[Data items]
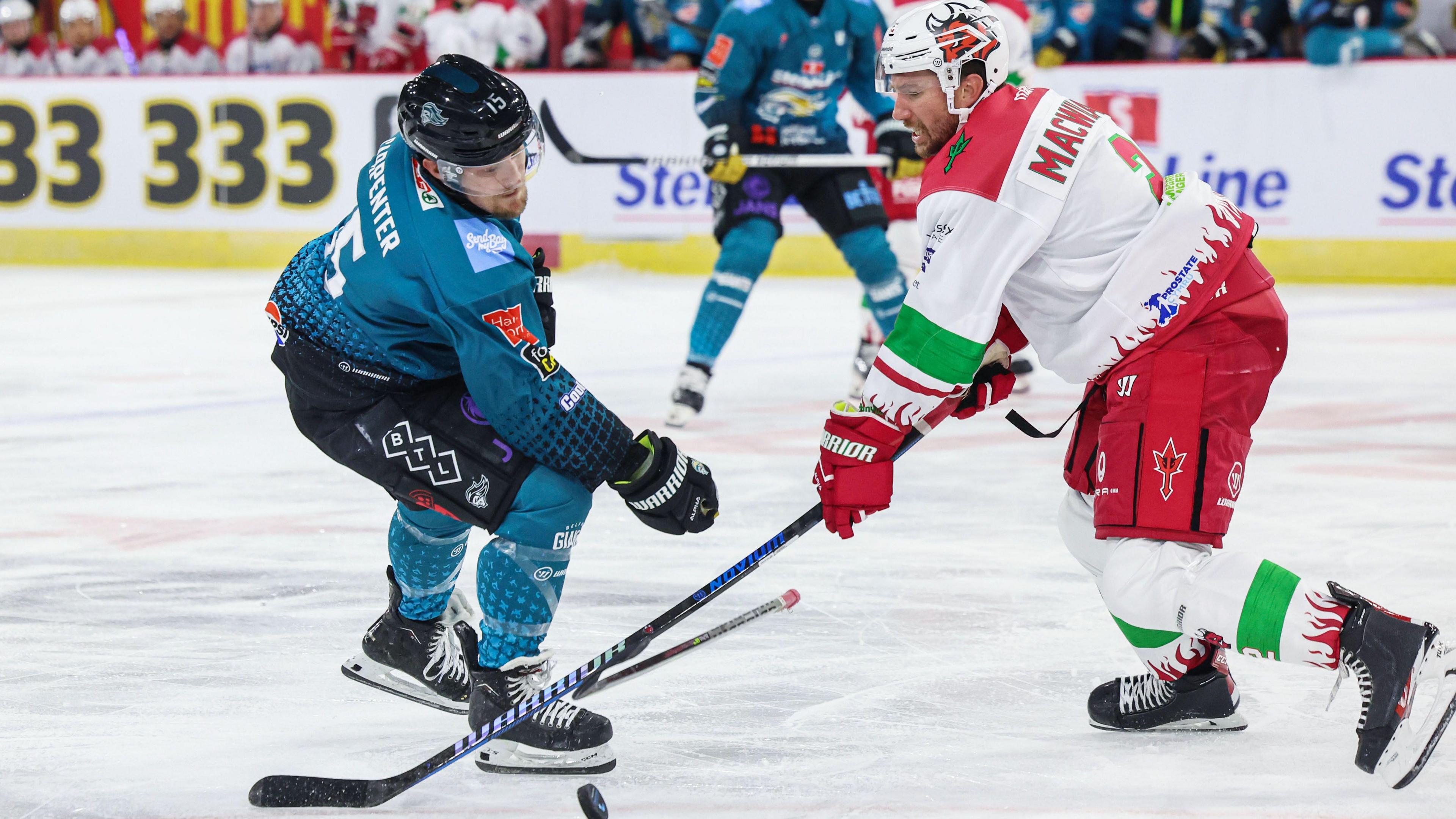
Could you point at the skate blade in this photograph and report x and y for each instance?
(1411, 748)
(1231, 723)
(506, 757)
(400, 684)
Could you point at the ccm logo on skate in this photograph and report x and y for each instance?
(675, 483)
(849, 448)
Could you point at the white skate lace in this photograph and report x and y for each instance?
(533, 675)
(446, 656)
(1142, 693)
(1347, 665)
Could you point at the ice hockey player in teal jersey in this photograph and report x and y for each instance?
(769, 83)
(416, 343)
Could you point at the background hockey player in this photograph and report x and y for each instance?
(83, 50)
(175, 50)
(268, 46)
(1045, 222)
(27, 55)
(416, 341)
(666, 34)
(769, 83)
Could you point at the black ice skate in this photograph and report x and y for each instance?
(688, 394)
(1390, 656)
(1203, 700)
(558, 739)
(860, 369)
(423, 661)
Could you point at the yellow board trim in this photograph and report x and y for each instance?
(1312, 261)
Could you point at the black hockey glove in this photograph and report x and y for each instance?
(721, 154)
(893, 140)
(545, 305)
(666, 489)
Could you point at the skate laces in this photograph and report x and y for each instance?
(446, 656)
(1350, 663)
(1142, 693)
(530, 675)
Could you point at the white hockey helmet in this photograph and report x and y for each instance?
(943, 38)
(73, 11)
(155, 8)
(15, 11)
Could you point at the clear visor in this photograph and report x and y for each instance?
(501, 177)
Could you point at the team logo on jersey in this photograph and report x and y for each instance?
(420, 455)
(963, 33)
(433, 116)
(484, 244)
(276, 320)
(478, 492)
(1168, 464)
(428, 199)
(956, 151)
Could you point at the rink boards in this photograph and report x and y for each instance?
(1350, 171)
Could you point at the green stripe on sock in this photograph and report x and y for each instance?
(932, 349)
(1263, 618)
(1147, 637)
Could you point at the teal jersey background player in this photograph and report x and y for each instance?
(416, 343)
(769, 83)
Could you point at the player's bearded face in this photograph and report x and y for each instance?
(921, 107)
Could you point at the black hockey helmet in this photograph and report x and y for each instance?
(477, 124)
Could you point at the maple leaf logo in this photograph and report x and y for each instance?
(1168, 464)
(956, 151)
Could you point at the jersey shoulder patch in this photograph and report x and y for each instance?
(977, 158)
(1050, 161)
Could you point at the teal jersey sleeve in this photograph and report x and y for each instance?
(445, 289)
(728, 69)
(867, 30)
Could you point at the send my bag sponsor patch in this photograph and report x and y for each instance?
(485, 245)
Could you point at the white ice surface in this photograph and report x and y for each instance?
(181, 575)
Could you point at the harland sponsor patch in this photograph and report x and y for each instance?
(1053, 158)
(510, 324)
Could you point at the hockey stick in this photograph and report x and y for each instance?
(286, 791)
(781, 604)
(749, 159)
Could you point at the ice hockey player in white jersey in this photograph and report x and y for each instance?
(25, 53)
(83, 50)
(175, 50)
(1045, 222)
(270, 47)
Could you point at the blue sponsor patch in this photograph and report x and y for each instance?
(484, 244)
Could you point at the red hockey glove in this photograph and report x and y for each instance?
(855, 474)
(992, 385)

:: Exercise description ::
Would you reproduce, word for word, the lines from the one holding "Could you point at the hockey" through the final line of the entries, both included?

:: Finished exercise ::
Could you point at the hockey stick in this photograph and report x and y for each instance?
(286, 791)
(781, 604)
(749, 159)
Could you point at the ice hockey player in white jersey in this photograph and report x and y for each instance?
(25, 53)
(83, 50)
(175, 50)
(1045, 222)
(270, 47)
Could you point at the blue sponsor patch in this photograph and report x and y for each instance?
(484, 244)
Could you point at the red hockey glove in this photograph and report x and y for each instance?
(855, 474)
(992, 385)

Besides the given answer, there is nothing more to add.